### What this task involves
Edit the material below by replacing each "instance" with "object" and keeping everything else the same. Omit the pictures from your answer.

### Supplied data

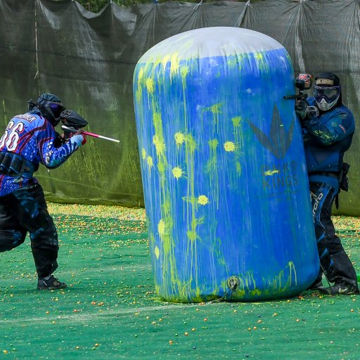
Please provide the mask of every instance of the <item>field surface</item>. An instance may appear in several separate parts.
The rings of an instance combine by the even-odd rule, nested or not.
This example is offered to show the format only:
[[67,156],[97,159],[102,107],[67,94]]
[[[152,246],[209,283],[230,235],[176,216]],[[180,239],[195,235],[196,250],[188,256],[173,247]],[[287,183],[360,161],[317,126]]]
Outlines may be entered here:
[[[360,297],[165,302],[143,209],[49,204],[63,290],[36,290],[29,240],[0,254],[0,359],[360,359]],[[360,272],[360,221],[334,217]]]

### Answer to the exercise
Please provide the mask of every object of the <item>field surface</item>. An object may appear in several separate parts.
The rings of an object combine by the even-odd rule, nested or not.
This example is offered to show the format only:
[[67,156],[97,159],[102,107],[67,94]]
[[[152,246],[209,283],[230,235],[176,216]],[[180,239],[195,235],[196,250],[188,256],[173,247]],[[287,183],[360,161],[317,126]]]
Outlines may be entered here:
[[[360,297],[165,302],[143,209],[49,204],[63,290],[36,290],[29,240],[0,254],[0,359],[360,359]],[[360,272],[360,221],[334,217]]]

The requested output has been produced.